**Task to complete**
Pull from the material below every line, starting with the line that contains "the dark hill?" and going on through the line that contains "[0,0,640,261]", and reproduce them verbatim, both end lines included.

**Available records**
START

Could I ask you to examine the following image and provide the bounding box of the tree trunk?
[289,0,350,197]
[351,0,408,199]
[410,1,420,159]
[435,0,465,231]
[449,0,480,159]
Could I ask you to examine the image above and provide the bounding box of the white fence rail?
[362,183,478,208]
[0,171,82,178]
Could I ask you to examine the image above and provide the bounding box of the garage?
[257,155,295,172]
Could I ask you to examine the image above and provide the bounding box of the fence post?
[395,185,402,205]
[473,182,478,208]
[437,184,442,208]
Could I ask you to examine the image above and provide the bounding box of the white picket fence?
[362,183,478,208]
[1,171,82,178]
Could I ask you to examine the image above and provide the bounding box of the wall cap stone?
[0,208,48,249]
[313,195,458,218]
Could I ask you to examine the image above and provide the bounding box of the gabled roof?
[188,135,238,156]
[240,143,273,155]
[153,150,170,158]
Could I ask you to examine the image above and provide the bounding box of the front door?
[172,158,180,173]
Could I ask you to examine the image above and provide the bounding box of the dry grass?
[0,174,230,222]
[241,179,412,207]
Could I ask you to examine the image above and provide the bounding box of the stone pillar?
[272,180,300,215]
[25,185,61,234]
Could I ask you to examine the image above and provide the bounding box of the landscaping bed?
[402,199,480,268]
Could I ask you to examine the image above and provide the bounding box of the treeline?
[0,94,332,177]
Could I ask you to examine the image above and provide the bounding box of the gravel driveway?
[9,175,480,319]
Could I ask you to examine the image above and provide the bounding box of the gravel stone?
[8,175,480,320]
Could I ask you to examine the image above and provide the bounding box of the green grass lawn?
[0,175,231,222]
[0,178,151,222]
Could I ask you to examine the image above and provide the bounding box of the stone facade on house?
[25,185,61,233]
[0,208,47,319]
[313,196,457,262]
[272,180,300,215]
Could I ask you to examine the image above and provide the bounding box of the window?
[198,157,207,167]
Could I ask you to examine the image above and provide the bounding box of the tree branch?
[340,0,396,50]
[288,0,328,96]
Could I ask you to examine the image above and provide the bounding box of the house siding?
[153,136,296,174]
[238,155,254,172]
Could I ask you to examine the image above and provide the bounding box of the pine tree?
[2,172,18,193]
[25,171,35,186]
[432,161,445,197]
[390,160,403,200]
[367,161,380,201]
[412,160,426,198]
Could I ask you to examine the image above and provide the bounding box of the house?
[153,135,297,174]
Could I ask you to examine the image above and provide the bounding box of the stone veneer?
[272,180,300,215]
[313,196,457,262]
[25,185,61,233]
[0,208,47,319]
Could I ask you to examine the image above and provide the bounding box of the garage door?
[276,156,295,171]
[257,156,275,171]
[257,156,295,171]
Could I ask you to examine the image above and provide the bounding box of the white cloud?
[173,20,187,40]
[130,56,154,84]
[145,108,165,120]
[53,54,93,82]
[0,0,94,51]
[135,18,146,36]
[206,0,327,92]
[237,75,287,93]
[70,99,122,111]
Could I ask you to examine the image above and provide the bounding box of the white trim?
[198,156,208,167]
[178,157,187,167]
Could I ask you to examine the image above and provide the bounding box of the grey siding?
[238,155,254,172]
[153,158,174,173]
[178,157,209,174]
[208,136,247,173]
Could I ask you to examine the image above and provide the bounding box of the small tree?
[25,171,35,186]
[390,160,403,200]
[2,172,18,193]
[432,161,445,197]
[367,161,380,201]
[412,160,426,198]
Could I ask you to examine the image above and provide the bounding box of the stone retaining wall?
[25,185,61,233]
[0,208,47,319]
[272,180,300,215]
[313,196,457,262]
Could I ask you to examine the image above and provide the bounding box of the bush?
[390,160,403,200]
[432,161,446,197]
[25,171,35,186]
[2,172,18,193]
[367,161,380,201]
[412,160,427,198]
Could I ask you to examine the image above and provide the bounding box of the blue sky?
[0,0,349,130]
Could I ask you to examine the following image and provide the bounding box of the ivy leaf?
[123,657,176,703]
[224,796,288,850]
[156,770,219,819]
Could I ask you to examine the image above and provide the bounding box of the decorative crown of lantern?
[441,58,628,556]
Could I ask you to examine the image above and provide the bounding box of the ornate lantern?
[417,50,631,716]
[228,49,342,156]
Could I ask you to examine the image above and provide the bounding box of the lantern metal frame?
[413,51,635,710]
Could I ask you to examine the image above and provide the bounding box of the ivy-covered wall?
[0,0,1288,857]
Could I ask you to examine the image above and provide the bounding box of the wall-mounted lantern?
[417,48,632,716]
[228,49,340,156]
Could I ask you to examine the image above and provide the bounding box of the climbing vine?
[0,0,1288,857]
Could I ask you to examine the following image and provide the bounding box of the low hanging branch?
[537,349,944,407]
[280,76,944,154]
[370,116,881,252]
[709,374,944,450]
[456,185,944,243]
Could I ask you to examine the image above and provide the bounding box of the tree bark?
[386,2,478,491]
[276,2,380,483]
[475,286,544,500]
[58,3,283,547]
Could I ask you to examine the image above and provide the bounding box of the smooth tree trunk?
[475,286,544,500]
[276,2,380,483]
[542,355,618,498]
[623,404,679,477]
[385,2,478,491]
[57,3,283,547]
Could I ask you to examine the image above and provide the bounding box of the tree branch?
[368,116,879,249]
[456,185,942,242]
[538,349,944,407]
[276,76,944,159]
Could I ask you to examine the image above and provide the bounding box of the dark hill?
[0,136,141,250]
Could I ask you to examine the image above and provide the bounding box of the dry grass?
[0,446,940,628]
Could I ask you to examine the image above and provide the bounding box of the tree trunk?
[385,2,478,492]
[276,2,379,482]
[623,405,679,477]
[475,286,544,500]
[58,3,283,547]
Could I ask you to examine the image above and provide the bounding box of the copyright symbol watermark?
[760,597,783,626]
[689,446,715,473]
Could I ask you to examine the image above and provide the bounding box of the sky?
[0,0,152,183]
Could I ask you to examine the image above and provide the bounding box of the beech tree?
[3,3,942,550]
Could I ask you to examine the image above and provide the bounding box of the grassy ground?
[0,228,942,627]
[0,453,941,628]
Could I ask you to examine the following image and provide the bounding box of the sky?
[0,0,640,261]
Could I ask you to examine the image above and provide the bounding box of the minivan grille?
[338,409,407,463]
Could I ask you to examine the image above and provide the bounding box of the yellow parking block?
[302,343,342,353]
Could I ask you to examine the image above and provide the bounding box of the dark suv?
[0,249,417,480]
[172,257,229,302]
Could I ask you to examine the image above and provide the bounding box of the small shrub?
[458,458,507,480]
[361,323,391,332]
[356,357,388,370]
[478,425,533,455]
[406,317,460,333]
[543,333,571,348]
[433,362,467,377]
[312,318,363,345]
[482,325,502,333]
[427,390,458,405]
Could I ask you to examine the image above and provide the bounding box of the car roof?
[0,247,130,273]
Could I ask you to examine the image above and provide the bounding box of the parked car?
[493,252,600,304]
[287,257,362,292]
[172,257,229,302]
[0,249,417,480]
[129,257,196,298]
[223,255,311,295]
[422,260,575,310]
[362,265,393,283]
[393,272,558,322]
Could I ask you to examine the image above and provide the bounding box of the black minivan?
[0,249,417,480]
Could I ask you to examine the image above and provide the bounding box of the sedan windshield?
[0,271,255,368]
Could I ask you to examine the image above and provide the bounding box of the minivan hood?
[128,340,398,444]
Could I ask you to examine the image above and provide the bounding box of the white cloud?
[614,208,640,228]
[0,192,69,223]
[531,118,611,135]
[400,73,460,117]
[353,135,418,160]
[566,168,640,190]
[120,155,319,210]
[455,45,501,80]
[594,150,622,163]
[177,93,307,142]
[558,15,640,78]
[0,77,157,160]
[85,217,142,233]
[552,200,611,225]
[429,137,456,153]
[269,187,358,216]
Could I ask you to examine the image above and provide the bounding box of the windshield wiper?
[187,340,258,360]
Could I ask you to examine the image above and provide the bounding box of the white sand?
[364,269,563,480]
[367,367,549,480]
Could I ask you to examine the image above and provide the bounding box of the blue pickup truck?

END

**Written solution**
Could I ask you to examine the image above and provide the bounding box of the dark hill?
[0,136,141,250]
Could I ask you to examine the image above and provide the bounding box of the dry grass?
[0,446,940,628]
Could I ask you to examine the image above and provide the bounding box of the tree trunk?
[385,2,478,492]
[276,2,379,482]
[623,405,679,477]
[475,286,544,500]
[58,3,283,547]
Could I ask you to examine the image above and provide the bounding box of the copyright symbol watermark?
[760,597,783,626]
[689,446,715,473]
Could I ask you to examine the image above and provide the bounding box of the sky?
[0,0,152,183]
Could I ask you to examine the image above and provide the bounding box of the beech tree?
[3,3,942,550]
Could I ask you to examine the image above and provide the bounding box of the grassy ground?
[0,228,942,627]
[0,453,941,628]
Could I ask you to examine the following image and provide the bounding box of the sky?
[0,0,640,261]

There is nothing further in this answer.